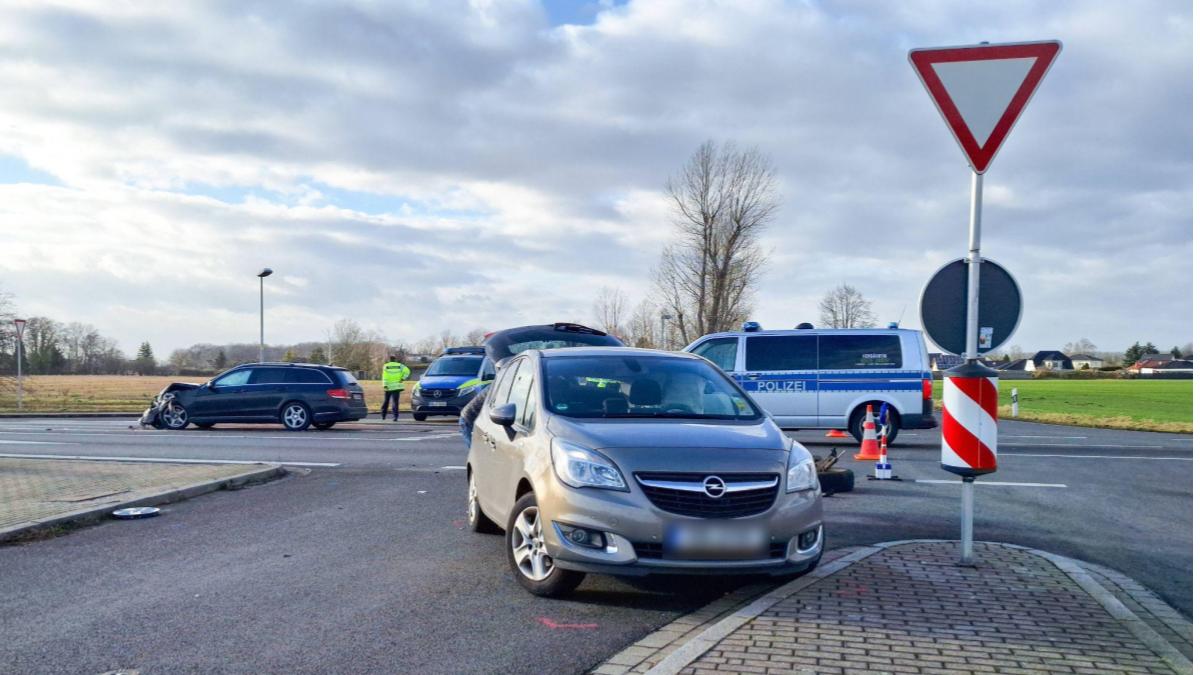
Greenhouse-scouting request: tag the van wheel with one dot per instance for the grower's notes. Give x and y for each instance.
(295, 417)
(528, 559)
(475, 518)
(859, 417)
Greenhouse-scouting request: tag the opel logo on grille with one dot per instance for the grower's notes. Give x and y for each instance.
(714, 487)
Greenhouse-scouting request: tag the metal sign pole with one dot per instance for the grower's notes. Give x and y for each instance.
(972, 344)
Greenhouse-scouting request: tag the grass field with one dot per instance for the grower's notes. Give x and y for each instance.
(124, 393)
(1149, 405)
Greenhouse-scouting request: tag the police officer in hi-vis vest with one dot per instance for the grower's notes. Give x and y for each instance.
(394, 375)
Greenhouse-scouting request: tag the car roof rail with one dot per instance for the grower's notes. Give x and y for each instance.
(577, 328)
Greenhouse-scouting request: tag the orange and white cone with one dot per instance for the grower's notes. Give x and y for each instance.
(882, 466)
(869, 451)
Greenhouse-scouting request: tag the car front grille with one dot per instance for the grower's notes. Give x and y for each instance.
(695, 502)
(654, 550)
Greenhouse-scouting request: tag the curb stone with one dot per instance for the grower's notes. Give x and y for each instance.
(699, 639)
(95, 514)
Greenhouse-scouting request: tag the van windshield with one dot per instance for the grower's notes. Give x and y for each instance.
(455, 365)
(641, 387)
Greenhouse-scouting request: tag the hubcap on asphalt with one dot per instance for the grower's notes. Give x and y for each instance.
(529, 547)
(294, 416)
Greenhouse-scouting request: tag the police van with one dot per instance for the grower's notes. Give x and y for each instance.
(825, 378)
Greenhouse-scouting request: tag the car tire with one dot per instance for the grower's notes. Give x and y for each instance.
(174, 417)
(295, 416)
(835, 481)
(859, 417)
(475, 519)
(535, 571)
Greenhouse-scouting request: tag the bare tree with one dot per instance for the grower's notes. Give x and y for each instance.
(1084, 346)
(723, 199)
(642, 329)
(846, 308)
(610, 309)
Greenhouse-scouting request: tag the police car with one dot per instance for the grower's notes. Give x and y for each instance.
(449, 383)
(825, 378)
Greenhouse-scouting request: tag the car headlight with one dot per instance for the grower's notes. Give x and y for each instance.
(802, 473)
(581, 467)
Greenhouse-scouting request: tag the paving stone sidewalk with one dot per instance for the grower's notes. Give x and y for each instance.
(911, 608)
(39, 490)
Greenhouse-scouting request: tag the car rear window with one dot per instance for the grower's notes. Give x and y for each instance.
(851, 352)
(306, 376)
(781, 352)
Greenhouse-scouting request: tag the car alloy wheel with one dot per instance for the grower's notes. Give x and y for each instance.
(174, 416)
(295, 416)
(529, 545)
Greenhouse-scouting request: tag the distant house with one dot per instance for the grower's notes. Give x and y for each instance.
(1152, 364)
(939, 360)
(1019, 364)
(1051, 359)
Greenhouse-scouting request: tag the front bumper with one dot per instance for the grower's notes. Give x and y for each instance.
(453, 405)
(635, 531)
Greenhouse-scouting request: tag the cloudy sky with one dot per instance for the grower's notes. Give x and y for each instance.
(433, 165)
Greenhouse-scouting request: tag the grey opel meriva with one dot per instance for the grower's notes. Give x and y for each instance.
(635, 461)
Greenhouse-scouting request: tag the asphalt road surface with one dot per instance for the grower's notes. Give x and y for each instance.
(359, 561)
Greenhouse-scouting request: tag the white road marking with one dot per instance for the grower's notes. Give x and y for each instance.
(168, 460)
(1085, 446)
(1059, 437)
(997, 483)
(1090, 457)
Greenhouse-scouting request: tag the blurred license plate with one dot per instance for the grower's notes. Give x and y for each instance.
(715, 541)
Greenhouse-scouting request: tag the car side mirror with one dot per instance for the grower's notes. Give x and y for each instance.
(504, 414)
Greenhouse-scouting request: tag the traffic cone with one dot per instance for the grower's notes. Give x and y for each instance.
(870, 448)
(882, 466)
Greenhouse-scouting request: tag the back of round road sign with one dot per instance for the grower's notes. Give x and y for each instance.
(943, 306)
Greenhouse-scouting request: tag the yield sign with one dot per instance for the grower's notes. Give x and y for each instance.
(982, 90)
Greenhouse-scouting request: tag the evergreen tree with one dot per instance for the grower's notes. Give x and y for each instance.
(144, 363)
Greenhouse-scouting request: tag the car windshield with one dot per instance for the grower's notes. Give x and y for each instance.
(455, 365)
(641, 387)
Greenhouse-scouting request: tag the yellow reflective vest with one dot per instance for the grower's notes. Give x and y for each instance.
(394, 375)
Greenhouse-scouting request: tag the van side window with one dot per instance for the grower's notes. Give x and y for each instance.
(522, 381)
(781, 352)
(721, 351)
(850, 352)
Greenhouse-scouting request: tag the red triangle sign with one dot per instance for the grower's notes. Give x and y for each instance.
(981, 90)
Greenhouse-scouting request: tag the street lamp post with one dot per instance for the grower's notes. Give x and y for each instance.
(267, 272)
(21, 384)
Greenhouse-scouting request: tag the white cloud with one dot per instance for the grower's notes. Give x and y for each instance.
(423, 166)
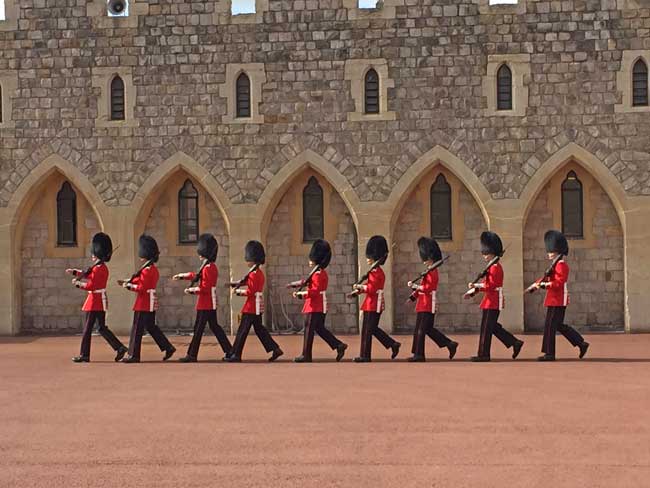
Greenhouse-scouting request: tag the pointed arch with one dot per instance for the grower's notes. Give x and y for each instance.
(145, 198)
(589, 161)
(278, 185)
(437, 155)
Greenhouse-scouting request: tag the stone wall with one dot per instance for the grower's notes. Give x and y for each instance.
(176, 310)
(455, 313)
(596, 284)
(436, 55)
(51, 305)
(285, 265)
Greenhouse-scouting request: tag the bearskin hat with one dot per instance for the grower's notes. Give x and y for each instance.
(254, 252)
(429, 249)
(208, 247)
(491, 244)
(555, 241)
(377, 249)
(148, 248)
(321, 253)
(102, 247)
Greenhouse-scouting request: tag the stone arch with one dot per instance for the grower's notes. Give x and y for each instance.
(37, 263)
(157, 214)
(280, 207)
(597, 281)
(409, 204)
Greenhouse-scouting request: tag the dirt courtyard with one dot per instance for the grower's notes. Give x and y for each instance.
(394, 424)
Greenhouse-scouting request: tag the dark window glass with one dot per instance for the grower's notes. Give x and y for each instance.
(243, 96)
(441, 209)
(117, 99)
(188, 214)
(371, 92)
(640, 84)
(66, 216)
(572, 206)
(312, 211)
(504, 88)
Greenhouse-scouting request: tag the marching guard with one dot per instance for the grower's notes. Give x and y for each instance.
(491, 285)
(144, 283)
(93, 281)
(373, 305)
(203, 283)
(251, 286)
(557, 297)
(426, 305)
(315, 308)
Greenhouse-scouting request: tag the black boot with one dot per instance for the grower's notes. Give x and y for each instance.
(516, 348)
(120, 354)
(453, 346)
(340, 351)
(583, 349)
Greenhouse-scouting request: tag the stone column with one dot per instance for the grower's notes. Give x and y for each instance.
(9, 267)
(506, 219)
(374, 219)
(637, 264)
(245, 225)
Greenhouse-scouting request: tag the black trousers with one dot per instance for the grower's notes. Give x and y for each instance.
(424, 327)
(207, 317)
(146, 321)
(98, 318)
(490, 326)
(555, 323)
(369, 328)
(315, 323)
(248, 320)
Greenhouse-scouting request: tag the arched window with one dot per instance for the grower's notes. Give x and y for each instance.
(640, 84)
(572, 206)
(371, 92)
(243, 96)
(441, 208)
(188, 214)
(504, 88)
(66, 216)
(312, 211)
(117, 98)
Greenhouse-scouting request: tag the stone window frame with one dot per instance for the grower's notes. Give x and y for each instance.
(97, 11)
(624, 80)
(9, 82)
(10, 22)
(223, 13)
(355, 73)
(385, 11)
(102, 78)
(519, 65)
(518, 8)
(256, 73)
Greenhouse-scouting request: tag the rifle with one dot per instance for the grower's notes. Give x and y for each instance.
(237, 284)
(413, 296)
(363, 278)
(300, 284)
(472, 291)
(532, 288)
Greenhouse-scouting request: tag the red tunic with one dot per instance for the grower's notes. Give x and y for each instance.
(95, 285)
(427, 293)
(145, 287)
(492, 286)
(374, 290)
(254, 293)
(557, 291)
(207, 287)
(316, 297)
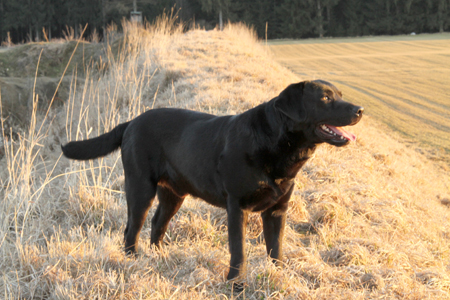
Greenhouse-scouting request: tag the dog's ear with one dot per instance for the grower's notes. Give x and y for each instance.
(290, 103)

Description of the task ▸ Give again, unchanged, only the lines from the line containing "Greenhouse-scouting request: tag the dark" to the last line of the records above. Pictures do not belong in the copy.

Solved problem ▸
Greenhouse-scouting request: tag the dark window glass with one dot per instance for the grower's notes. Give x and y for each instance.
(243, 96)
(441, 209)
(117, 99)
(188, 214)
(371, 92)
(640, 84)
(66, 216)
(572, 206)
(312, 211)
(504, 88)
Greenhouse-scouting request: tag the marching guard with one dot per instance for the grower's notes. Give x and y for each instance.
(491, 285)
(144, 283)
(93, 281)
(373, 305)
(203, 283)
(251, 286)
(557, 297)
(426, 305)
(315, 308)
Greenhouse-scouting request: tag the black boot with one dot per instance for the grower's notes. Give x and y for each instance.
(516, 348)
(120, 354)
(453, 346)
(340, 351)
(583, 349)
Greenhouse-scouting request: tag the stone column with one dot per instance for the grower's notes. Give x and y for each instance.
(9, 267)
(506, 219)
(374, 219)
(637, 264)
(245, 225)
Greenhouse-scouting request: tag the black trousers with one dot per instance for the grower's notes. Give x and y for each instance.
(424, 327)
(207, 317)
(146, 321)
(98, 318)
(490, 326)
(555, 323)
(369, 328)
(315, 323)
(248, 320)
Greenhouse-scouting request: tag the arched window with one dot per instance for the grower's notes. Give x and y for each instance.
(640, 84)
(572, 206)
(371, 92)
(243, 96)
(441, 208)
(188, 214)
(504, 88)
(66, 216)
(312, 211)
(117, 98)
Greenhouse-scouting request: tag the stone window frame with one dot per instance for the grower's notes. Give x and y for each instance.
(97, 11)
(624, 80)
(9, 82)
(10, 22)
(223, 13)
(355, 73)
(385, 11)
(102, 78)
(519, 65)
(518, 8)
(256, 73)
Greenhouse-scouting request: tag the rifle with one dot per instance for the grower's notes. Give x and y for each instance.
(237, 284)
(413, 296)
(363, 278)
(300, 284)
(472, 291)
(532, 288)
Greenhouse-scouting request: tag the red tunic with one dot per instance for the grower's notes. Give x and y for each instance.
(95, 285)
(427, 293)
(145, 287)
(492, 286)
(374, 290)
(254, 293)
(557, 291)
(207, 287)
(316, 297)
Greenhouse-scouting request: tag the dog's ear with one dot per instance for the grower's notes. Give x and y for each instance.
(290, 103)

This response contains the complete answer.